Texte fourni>
☆ ☆ ☆

Apocalypse 21
1 Alors je vis un ciel nouveau et une terre
nouvelle, car le premier ciel et la première terre ont disparu et la mer n'est
plus.
2 Et la cité sainte, la
Jérusalem nouvelle, je la vis qui descendait du ciel, d'auprès de Dieu, comme
une épouse qui s'est parée pour son époux.
3 Et j'entendis, venant
du trône, une voix forte qui disait: Voici la demeure de Dieu avec les hommes.
Il demeurera avec eux. Ils seront ses peuples et lui sera le Dieu qui est avec
eux.
4 Il essuiera toute larme
de leurs yeux, La mort ne sera plus. Il n'y aura plus ni deuil, ni cri, ni
souffrance, car le monde ancien a disparu.
5 Et celui qui siège sur
le trône dit: Voici, je fais toutes choses nouvelles. Puis il dit: Écris: Ces
paroles sont certaines et véridiques.
Jean 13
31 Dès que Judas fut sorti, Jésus dit: «Maintenant, le Fils de l'homme a été
glorifié, et Dieu a été glorifié par lui;
32 Dieu le glorifiera en
lui-même, et c'est bientôt qu'il le glorifiera.
33 Mes petits enfants, je
ne suis plus avec vous que pour peu de temps. Vous me chercherez et comme j'ai
dit aux Juifs: ‹Là où je vais, vous ne pouvez venir›, à vous aussi maintenant
je le dis.
34 «Je vous donne un
commandement nouveau: aimez-vous les uns les autres. Comme je vous ai aimés,
aimez-vous les uns les autres.
35 À ceci, tous vous
reconnaîtront pour mes disciples: à l'amour que vous aurez les uns pour les
autres.»
Prédication :
Gloire. Il nous est proposé de lire
quelques versets de l’Apocalypse de Jean, versets où commence ce que nous
pourrions appeler la révélation finale. La Jérusalem nouvelle descend du ciel,
toutes choses sont faites nouvelles…
En fait les versets que nous venons de
lire sont extraordinairement sobres pour être des versets de ce dernier épisode
de l’Apocalypse. Quelques lignes plus loin, il y aura un véritable déluge de
superlatifs. Il y aura toutes les matières précieuses connues, dans un plan architectural
extrêmement maîtrisé. Rien ne sera trop beau pour décrire cette cité, et la
gloire de cette cité. Rien ne sera trop beau pour dire le nouveau, comme si hyper-précieux
et nouveau étaient synonymes.
N’avançons pas trop vite, revenons
d’abord à ce qui s’accomplit : toutes choses sont faites nouvelles. Mais
que signifie cela, toutes choses sont faites nouvelles ? Toutes choses,
les pires, les mauvaises, les bonnes et les meilleures. Si toutes choses sont
faites nouvelles, même les meilleures choses sont faites nouvelles. Et là, nous
hésitons… pour deux raisons : nous ne sommes pas certains d’être compétents
en matière de détermination du meilleur, et nous ne sommes pas capables de
parler du meilleur renouvelé : nous n’avons juste pas le vocabulaire
nécessaire. Nous hésitons donc sur ces versets.

☆ ☆ ☆

Consigne>
Répondez à ces questions sur le texte fourni en reprenant les mêmes lettres.
(a) Dans le passage de l'Apocalypse, qu'est-ce qui « n'est plus », en plus du premier ciel et de la première terre disparus ?
(b) Quel commandement nouveau Jésus donne-t-il dans le passage de Jean ?
(c) D'après la prédication, pour quelles deux raisons hésitons-nous ?

☆ ☆ ☆

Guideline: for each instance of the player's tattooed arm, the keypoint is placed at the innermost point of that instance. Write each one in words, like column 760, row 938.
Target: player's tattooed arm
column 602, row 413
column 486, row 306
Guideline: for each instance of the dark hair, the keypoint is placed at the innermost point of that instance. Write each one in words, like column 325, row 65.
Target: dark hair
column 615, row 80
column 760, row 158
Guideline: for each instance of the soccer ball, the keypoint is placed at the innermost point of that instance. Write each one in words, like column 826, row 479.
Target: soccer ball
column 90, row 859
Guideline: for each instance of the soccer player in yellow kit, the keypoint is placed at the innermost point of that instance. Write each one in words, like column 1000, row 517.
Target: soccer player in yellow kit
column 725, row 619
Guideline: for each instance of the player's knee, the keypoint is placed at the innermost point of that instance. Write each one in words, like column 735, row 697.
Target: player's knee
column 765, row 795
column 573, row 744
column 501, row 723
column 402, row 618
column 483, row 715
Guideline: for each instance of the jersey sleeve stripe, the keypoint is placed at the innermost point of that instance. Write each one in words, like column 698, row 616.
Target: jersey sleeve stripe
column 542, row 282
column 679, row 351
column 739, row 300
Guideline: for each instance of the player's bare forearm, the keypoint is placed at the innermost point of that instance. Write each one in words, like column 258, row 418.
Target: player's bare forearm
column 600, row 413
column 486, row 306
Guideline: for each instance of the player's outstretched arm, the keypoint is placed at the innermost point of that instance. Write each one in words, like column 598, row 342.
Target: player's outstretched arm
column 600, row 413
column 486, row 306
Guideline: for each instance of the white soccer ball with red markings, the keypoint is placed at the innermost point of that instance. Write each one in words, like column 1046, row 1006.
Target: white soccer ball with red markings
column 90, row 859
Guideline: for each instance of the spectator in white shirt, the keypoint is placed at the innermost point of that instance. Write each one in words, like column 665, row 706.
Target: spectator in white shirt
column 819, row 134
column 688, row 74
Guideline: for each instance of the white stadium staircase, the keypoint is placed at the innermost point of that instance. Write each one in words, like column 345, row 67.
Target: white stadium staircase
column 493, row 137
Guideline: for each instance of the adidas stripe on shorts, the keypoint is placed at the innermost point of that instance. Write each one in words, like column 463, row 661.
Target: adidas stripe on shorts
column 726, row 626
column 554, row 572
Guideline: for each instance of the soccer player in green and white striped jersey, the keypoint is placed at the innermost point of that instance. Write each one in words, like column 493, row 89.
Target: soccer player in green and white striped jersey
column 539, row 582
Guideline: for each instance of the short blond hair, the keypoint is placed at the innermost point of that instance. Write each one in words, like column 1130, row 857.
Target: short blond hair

☆ ☆ ☆

Réponse>
(a) La mer.
(b) S'aimer les uns les autres, comme il les a aimés.
(c) Nous ne sommes pas certains d'être compétents pour déterminer le meilleur, et nous ne sommes pas capables de parler du meilleur renouvelé, faute du vocabulaire nécessaire.